> What is needed:
Edit the lines from the line with "If you could segment every instance of the blue" to the line with "[[[650,13],[653,8],[653,0],[627,0],[627,12]]]", changing "parking" to "street" and keeping everything else the same. Give back only those lines.

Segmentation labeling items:
+ + + + + + +
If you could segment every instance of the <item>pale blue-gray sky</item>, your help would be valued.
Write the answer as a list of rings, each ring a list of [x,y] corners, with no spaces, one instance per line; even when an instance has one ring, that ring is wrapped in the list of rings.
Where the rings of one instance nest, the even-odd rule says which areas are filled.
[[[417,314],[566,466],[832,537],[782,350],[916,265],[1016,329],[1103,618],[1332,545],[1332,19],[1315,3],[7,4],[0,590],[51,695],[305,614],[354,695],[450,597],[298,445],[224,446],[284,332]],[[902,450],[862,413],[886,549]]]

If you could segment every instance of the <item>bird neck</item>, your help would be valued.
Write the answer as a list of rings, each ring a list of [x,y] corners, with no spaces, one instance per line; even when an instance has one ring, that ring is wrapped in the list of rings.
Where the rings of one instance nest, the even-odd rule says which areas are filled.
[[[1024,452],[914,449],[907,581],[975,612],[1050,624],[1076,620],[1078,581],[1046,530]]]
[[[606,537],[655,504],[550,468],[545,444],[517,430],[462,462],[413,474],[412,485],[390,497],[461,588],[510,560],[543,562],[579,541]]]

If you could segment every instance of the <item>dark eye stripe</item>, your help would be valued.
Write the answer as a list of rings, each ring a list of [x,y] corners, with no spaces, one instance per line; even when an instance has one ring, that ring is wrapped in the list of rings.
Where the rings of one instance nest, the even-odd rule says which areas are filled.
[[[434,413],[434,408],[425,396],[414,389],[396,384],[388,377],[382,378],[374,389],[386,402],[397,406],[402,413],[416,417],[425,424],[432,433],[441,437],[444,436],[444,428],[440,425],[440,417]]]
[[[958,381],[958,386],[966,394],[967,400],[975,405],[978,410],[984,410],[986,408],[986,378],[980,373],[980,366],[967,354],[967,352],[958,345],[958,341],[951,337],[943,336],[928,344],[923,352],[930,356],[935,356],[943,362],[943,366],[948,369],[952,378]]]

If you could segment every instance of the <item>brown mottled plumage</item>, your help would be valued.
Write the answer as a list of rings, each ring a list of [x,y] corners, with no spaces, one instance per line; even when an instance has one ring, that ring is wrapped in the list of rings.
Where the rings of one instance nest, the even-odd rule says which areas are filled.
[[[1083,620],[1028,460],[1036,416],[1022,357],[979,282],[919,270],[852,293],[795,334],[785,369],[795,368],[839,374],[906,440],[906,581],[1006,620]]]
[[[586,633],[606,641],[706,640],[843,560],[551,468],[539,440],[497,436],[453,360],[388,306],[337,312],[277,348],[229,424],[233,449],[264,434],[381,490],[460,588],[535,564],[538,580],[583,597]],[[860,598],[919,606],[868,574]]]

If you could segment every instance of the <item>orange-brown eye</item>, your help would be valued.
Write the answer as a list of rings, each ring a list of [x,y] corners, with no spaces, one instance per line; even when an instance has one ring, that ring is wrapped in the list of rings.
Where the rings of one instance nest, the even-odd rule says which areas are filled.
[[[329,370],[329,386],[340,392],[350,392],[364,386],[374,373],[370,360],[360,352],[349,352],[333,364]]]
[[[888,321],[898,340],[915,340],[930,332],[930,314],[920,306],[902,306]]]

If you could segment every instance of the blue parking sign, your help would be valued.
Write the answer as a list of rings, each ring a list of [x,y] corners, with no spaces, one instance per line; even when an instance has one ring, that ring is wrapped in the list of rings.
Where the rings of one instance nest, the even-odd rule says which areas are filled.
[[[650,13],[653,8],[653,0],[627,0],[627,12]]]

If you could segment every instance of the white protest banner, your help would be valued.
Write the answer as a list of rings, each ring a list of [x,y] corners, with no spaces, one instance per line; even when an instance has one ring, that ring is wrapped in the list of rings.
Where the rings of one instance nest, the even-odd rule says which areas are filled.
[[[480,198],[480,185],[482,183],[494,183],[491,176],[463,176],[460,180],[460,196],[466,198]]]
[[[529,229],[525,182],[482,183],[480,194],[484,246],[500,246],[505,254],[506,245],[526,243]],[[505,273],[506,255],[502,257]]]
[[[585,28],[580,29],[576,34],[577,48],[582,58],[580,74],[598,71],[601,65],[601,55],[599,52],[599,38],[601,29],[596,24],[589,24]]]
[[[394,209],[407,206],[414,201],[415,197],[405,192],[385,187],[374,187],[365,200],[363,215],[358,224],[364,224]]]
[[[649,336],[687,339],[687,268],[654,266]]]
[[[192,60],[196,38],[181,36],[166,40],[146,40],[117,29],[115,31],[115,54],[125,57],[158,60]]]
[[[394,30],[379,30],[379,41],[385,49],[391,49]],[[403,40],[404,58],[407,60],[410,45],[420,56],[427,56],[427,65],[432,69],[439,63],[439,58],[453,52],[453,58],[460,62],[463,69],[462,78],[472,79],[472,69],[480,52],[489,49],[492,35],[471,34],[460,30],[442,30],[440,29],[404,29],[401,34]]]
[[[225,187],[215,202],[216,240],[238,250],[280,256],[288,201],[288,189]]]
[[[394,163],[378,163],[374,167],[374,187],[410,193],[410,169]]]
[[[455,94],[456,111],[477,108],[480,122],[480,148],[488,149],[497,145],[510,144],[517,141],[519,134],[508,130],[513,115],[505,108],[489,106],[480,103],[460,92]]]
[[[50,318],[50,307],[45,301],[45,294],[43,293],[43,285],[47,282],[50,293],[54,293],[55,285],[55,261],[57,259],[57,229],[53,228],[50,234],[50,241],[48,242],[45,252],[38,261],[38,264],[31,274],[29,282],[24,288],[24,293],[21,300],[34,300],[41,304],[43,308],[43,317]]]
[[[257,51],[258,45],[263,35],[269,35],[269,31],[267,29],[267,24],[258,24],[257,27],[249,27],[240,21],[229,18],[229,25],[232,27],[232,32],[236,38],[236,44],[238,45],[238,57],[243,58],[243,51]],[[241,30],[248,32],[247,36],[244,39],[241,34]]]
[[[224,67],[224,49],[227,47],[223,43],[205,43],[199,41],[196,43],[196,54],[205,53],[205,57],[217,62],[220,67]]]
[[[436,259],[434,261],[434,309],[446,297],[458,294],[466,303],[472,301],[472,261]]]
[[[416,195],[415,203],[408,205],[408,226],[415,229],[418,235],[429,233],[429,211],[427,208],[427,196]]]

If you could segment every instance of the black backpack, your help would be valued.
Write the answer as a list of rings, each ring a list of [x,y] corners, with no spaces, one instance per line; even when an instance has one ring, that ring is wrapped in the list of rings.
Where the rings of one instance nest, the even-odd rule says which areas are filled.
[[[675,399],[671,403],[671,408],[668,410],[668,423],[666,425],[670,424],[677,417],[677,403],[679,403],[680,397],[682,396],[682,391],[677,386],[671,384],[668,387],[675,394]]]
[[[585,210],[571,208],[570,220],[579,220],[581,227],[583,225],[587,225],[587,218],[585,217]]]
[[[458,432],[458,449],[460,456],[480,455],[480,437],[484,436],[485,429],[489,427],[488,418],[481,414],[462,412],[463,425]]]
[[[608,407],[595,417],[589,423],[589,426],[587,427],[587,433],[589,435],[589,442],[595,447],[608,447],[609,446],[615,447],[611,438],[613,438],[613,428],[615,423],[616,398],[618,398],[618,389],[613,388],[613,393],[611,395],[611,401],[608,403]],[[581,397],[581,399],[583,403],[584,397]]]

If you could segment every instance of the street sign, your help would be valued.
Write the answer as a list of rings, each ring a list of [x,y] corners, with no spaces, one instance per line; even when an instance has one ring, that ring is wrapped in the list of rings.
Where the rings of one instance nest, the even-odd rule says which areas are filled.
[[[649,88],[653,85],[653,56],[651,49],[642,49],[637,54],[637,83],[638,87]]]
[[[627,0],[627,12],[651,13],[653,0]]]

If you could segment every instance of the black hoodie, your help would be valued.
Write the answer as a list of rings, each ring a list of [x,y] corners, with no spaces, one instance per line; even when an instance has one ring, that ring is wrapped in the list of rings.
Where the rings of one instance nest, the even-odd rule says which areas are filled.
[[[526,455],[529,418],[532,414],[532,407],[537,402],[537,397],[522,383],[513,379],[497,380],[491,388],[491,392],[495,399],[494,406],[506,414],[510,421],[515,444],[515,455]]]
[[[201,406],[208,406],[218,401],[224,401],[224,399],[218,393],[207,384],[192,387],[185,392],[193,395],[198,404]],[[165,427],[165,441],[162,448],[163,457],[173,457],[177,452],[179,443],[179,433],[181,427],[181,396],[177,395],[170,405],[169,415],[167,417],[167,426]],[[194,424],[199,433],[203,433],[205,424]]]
+ + + + + + +
> Answer below:
If you could segment every instance of the blue street sign, your help would be valued.
Write the answer as a list of rings, each ring a list of [x,y] corners, with no spaces, one instance per line; even when an instance has one ring, that ring is wrapped in the list of rings.
Where the rings of one instance nest, the even-odd rule says which areas are filled.
[[[650,13],[653,8],[653,0],[627,0],[627,12]]]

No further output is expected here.